Input records >>
****

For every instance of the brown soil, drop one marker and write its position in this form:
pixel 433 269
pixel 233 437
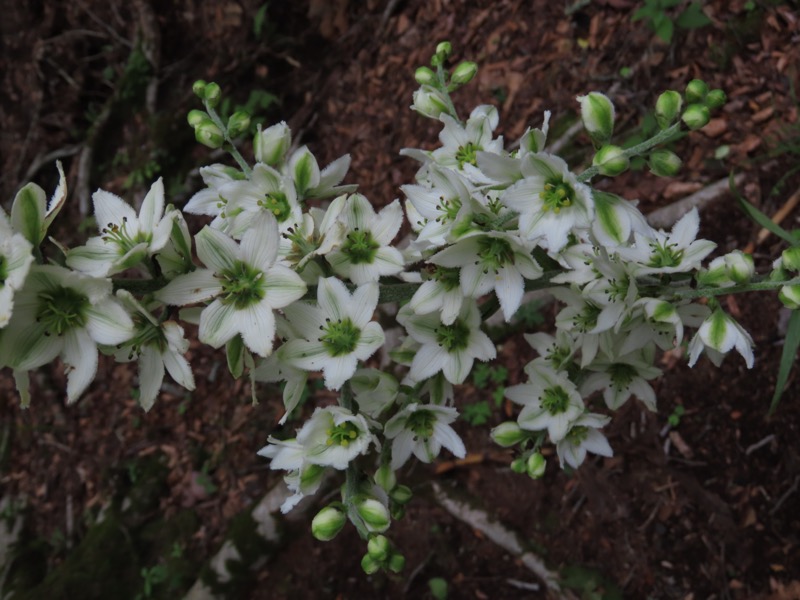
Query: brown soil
pixel 701 511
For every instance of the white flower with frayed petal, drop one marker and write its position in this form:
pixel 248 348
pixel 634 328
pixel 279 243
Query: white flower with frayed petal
pixel 451 349
pixel 423 430
pixel 243 281
pixel 584 437
pixel 550 201
pixel 718 335
pixel 16 259
pixel 365 253
pixel 62 313
pixel 126 238
pixel 156 345
pixel 336 333
pixel 549 400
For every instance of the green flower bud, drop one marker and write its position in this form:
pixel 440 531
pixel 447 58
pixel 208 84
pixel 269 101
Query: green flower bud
pixel 664 163
pixel 198 87
pixel 611 161
pixel 696 91
pixel 536 465
pixel 327 523
pixel 790 259
pixel 397 562
pixel 508 434
pixel 238 123
pixel 597 113
pixel 715 99
pixel 208 134
pixel 464 73
pixel 401 494
pixel 378 547
pixel 375 515
pixel 212 93
pixel 668 107
pixel 369 565
pixel 424 76
pixel 696 116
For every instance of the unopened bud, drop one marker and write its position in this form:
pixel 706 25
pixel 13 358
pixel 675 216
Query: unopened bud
pixel 668 107
pixel 597 113
pixel 464 73
pixel 328 523
pixel 664 163
pixel 611 161
pixel 696 91
pixel 424 76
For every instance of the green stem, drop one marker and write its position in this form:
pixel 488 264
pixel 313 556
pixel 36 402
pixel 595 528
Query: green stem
pixel 661 137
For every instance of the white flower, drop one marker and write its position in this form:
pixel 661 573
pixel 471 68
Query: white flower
pixel 244 282
pixel 62 313
pixel 423 430
pixel 336 333
pixel 126 238
pixel 550 201
pixel 718 335
pixel 366 254
pixel 550 401
pixel 15 260
pixel 156 345
pixel 583 437
pixel 451 349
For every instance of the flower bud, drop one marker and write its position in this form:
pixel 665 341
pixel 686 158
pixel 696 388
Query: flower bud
pixel 424 76
pixel 664 163
pixel 696 116
pixel 208 134
pixel 715 99
pixel 238 123
pixel 198 87
pixel 327 523
pixel 464 73
pixel 212 94
pixel 375 515
pixel 195 117
pixel 790 259
pixel 668 107
pixel 597 113
pixel 536 465
pixel 378 548
pixel 696 91
pixel 271 145
pixel 611 160
pixel 508 434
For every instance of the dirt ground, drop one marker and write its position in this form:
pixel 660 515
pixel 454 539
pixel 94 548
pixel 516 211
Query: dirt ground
pixel 705 509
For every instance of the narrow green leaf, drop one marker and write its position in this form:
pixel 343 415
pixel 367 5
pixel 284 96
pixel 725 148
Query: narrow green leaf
pixel 758 216
pixel 790 345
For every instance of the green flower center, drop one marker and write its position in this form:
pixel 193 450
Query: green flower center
pixel 421 423
pixel 340 337
pixel 665 256
pixel 453 337
pixel 242 285
pixel 342 435
pixel 360 247
pixel 277 204
pixel 557 195
pixel 555 400
pixel 467 154
pixel 62 309
pixel 494 253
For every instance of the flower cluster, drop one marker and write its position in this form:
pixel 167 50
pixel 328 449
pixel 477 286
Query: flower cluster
pixel 294 265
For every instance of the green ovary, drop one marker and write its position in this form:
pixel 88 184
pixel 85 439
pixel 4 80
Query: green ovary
pixel 242 285
pixel 340 337
pixel 360 248
pixel 61 310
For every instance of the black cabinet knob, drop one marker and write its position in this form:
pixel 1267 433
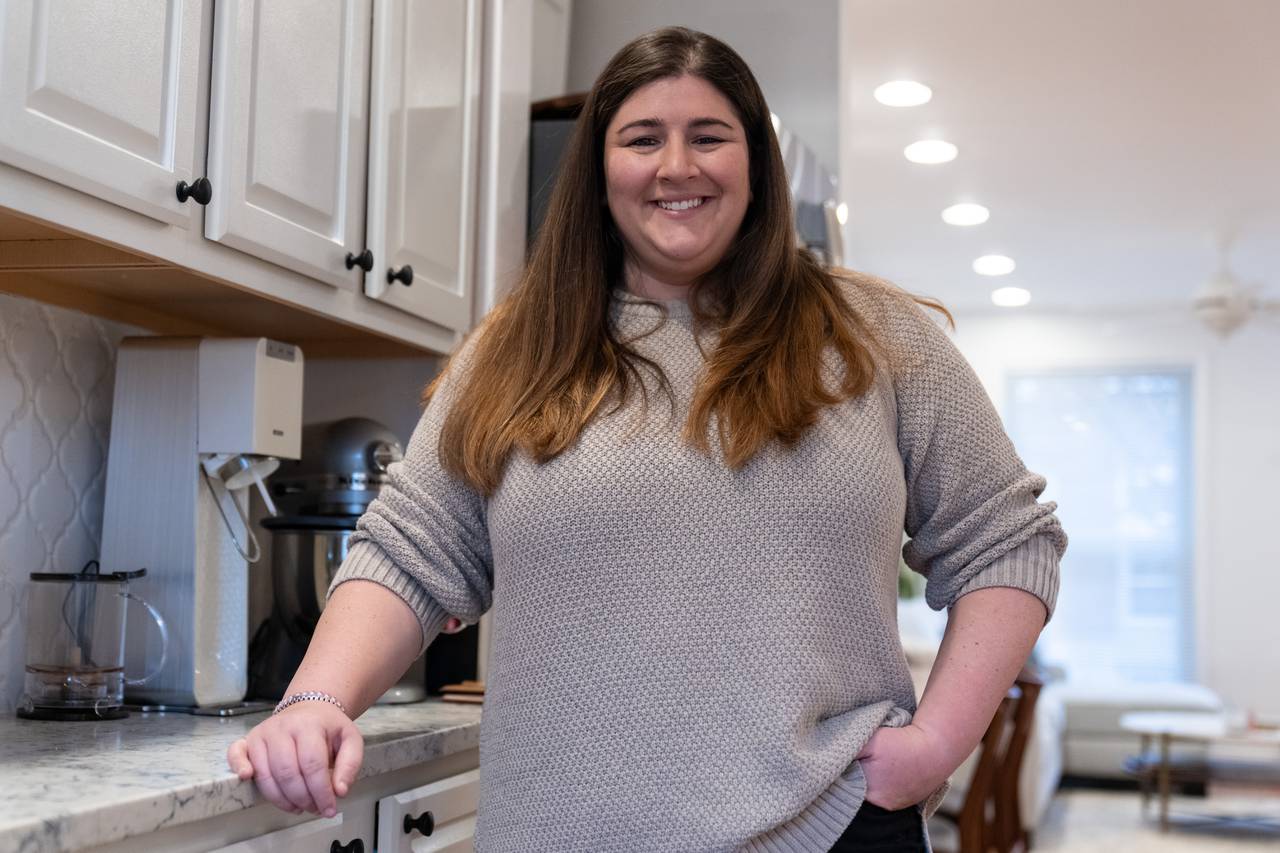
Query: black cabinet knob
pixel 357 845
pixel 424 824
pixel 364 260
pixel 199 191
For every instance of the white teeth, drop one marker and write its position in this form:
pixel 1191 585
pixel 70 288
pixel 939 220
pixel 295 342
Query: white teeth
pixel 680 205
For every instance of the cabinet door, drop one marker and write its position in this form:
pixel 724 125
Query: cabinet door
pixel 447 807
pixel 424 142
pixel 288 126
pixel 318 835
pixel 101 96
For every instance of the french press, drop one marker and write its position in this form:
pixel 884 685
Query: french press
pixel 76 644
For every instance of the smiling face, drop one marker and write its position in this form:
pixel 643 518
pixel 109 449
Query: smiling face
pixel 677 181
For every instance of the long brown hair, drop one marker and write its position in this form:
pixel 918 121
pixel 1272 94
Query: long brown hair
pixel 548 360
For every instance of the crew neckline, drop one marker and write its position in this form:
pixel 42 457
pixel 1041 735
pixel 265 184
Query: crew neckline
pixel 634 304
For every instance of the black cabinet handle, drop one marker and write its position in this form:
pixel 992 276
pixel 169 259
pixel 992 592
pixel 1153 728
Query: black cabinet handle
pixel 424 824
pixel 402 274
pixel 364 260
pixel 357 845
pixel 199 191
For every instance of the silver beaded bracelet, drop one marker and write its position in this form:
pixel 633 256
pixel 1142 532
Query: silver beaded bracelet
pixel 307 696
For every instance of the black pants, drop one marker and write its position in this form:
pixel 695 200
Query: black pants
pixel 878 830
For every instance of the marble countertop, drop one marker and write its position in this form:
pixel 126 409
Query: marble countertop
pixel 68 785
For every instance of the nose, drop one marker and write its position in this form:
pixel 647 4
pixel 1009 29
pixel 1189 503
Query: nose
pixel 677 163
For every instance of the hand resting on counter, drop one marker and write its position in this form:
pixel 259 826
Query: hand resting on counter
pixel 307 756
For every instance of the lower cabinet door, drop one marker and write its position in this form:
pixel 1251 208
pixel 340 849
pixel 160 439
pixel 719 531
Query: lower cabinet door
pixel 439 817
pixel 347 831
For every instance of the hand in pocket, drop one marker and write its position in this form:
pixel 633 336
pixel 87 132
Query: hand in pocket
pixel 903 766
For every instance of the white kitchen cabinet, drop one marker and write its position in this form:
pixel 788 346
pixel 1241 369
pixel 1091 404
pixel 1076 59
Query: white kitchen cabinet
pixel 101 96
pixel 439 817
pixel 424 151
pixel 288 131
pixel 350 831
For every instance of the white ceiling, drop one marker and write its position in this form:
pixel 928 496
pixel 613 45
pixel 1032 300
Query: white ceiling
pixel 1115 142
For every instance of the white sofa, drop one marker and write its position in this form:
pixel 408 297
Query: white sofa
pixel 1093 743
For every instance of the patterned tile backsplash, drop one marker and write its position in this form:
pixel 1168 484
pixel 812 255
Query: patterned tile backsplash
pixel 56 374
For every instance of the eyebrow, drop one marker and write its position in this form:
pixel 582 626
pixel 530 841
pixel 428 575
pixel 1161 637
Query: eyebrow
pixel 705 121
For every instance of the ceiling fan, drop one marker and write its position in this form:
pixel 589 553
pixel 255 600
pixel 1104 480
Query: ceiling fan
pixel 1224 304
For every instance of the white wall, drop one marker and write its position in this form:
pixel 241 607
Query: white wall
pixel 1237 422
pixel 791 49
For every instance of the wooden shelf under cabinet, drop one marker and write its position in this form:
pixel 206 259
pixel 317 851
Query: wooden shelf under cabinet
pixel 59 268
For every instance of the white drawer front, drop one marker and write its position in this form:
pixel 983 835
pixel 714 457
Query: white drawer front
pixel 452 806
pixel 316 836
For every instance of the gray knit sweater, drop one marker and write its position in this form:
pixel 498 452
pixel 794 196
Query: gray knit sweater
pixel 688 657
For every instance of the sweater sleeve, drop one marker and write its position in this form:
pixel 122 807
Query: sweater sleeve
pixel 972 510
pixel 425 537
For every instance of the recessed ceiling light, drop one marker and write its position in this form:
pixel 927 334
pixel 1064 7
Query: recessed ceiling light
pixel 965 214
pixel 903 92
pixel 993 265
pixel 929 151
pixel 1010 296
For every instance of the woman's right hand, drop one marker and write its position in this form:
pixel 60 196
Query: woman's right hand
pixel 289 756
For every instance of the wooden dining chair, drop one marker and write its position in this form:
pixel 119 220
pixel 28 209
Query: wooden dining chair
pixel 990 816
pixel 977 819
pixel 1011 836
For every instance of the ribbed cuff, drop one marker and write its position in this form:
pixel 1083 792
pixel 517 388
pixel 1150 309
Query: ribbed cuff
pixel 821 824
pixel 1032 566
pixel 366 561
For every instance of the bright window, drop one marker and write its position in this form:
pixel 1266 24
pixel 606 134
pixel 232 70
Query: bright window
pixel 1116 450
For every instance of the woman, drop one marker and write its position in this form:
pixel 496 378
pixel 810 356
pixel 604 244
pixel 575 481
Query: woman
pixel 677 461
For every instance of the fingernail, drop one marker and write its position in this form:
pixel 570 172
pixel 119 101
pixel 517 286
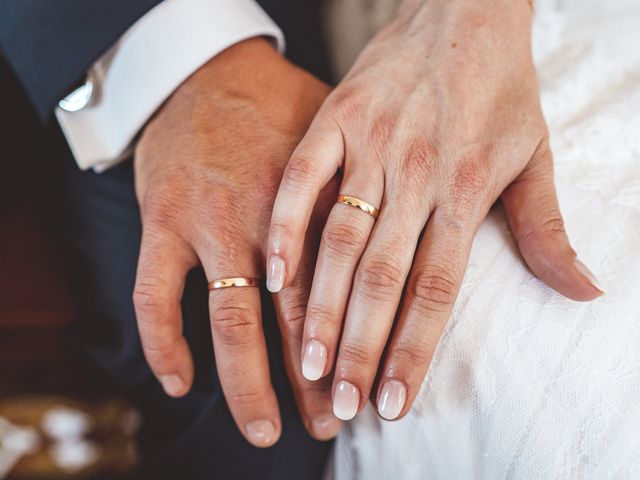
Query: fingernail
pixel 172 384
pixel 345 400
pixel 391 400
pixel 588 274
pixel 314 361
pixel 326 427
pixel 275 274
pixel 262 433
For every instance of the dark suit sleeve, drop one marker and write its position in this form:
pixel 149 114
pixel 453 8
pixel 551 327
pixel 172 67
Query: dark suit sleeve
pixel 52 43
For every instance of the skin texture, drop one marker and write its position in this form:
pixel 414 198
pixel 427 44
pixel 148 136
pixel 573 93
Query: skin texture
pixel 438 119
pixel 207 169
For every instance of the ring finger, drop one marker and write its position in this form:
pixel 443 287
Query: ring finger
pixel 344 239
pixel 241 354
pixel 377 290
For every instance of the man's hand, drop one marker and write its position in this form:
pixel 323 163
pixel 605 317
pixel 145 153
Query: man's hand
pixel 439 117
pixel 207 170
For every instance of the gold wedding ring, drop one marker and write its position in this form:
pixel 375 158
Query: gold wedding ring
pixel 361 204
pixel 233 282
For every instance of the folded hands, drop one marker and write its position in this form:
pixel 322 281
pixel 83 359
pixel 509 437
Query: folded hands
pixel 240 170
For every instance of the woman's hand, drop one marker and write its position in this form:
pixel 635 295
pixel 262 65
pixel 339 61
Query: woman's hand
pixel 438 118
pixel 207 170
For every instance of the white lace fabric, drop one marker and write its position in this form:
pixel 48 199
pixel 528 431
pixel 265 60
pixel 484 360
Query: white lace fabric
pixel 526 384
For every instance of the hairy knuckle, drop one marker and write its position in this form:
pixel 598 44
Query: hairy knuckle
pixel 471 178
pixel 320 314
pixel 233 325
pixel 381 276
pixel 434 290
pixel 420 161
pixel 342 239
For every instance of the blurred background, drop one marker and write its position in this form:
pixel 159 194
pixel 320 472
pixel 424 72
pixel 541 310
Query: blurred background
pixel 59 418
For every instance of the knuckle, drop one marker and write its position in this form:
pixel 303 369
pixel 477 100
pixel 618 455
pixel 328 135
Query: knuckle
pixel 420 161
pixel 161 206
pixel 552 225
pixel 471 179
pixel 343 240
pixel 151 294
pixel 292 318
pixel 320 314
pixel 157 350
pixel 434 290
pixel 246 398
pixel 354 354
pixel 381 276
pixel 345 103
pixel 415 356
pixel 234 326
pixel 301 172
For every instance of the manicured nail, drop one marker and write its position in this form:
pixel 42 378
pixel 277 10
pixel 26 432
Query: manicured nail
pixel 588 274
pixel 275 274
pixel 262 433
pixel 391 400
pixel 172 384
pixel 326 427
pixel 345 400
pixel 314 361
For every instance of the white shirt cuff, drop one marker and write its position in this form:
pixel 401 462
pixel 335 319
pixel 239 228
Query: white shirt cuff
pixel 147 64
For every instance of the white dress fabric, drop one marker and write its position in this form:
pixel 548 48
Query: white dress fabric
pixel 526 384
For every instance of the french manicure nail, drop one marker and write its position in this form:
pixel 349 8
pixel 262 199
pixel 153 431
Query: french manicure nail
pixel 261 433
pixel 314 361
pixel 172 384
pixel 345 400
pixel 588 274
pixel 275 274
pixel 391 400
pixel 326 426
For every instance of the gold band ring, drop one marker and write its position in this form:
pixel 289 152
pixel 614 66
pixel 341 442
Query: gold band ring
pixel 361 204
pixel 233 282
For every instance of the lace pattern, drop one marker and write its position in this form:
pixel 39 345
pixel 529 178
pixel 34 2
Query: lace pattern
pixel 526 384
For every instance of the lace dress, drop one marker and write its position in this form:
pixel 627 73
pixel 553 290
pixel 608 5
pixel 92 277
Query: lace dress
pixel 526 384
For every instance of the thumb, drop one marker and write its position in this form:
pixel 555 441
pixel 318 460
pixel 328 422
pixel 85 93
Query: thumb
pixel 531 207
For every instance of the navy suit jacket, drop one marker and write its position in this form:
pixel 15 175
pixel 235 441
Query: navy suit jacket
pixel 51 44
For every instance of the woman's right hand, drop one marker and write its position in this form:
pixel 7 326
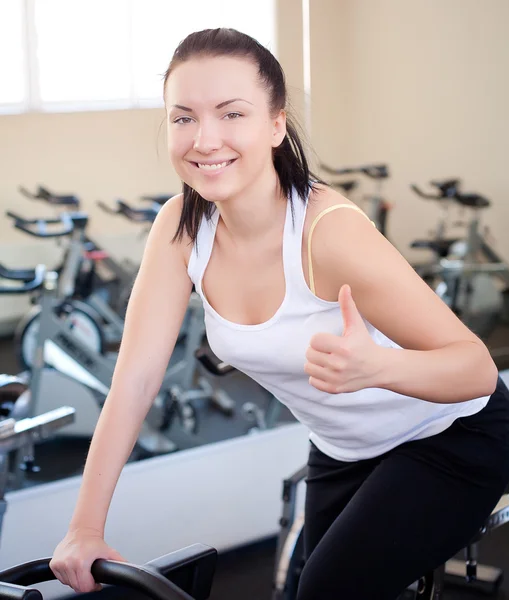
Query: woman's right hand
pixel 73 558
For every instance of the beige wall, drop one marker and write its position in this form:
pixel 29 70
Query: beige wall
pixel 423 86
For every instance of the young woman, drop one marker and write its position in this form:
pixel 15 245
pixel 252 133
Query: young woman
pixel 408 420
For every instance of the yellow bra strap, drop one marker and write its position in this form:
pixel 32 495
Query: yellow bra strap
pixel 324 212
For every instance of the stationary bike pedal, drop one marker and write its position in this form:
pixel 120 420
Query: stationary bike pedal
pixel 29 466
pixel 182 410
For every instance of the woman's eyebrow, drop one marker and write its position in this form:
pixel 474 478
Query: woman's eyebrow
pixel 220 105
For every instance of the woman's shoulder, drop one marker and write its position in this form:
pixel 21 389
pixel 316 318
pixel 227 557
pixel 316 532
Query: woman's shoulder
pixel 322 198
pixel 168 221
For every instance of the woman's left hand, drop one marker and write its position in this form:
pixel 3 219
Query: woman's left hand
pixel 346 363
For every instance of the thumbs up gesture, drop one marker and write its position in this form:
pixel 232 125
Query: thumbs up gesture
pixel 346 363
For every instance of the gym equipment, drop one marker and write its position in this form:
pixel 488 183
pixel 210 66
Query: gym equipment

****

Given problem >> Copy the records above word for word, from the line with "For every instance of the lace dress, drop" up to and including the line with "pixel 73 558". Leave out the pictures.

In response >>
For every instance of the lace dress, drop one marker and write its position in this form:
pixel 627 73
pixel 553 290
pixel 608 5
pixel 92 277
Query: lace dress
pixel 526 384
For every instance of the thumb, drop one marker and write its position in this form:
pixel 555 441
pixel 318 460
pixel 328 422
pixel 85 93
Query: thumb
pixel 531 207
For every instance of the navy suit jacket, drop one marker and write its position in this form:
pixel 15 175
pixel 235 441
Query: navy suit jacket
pixel 51 44
For every instance of the woman's right hand, drop one marker and write its position in this form:
pixel 7 326
Query: woman's right hand
pixel 73 558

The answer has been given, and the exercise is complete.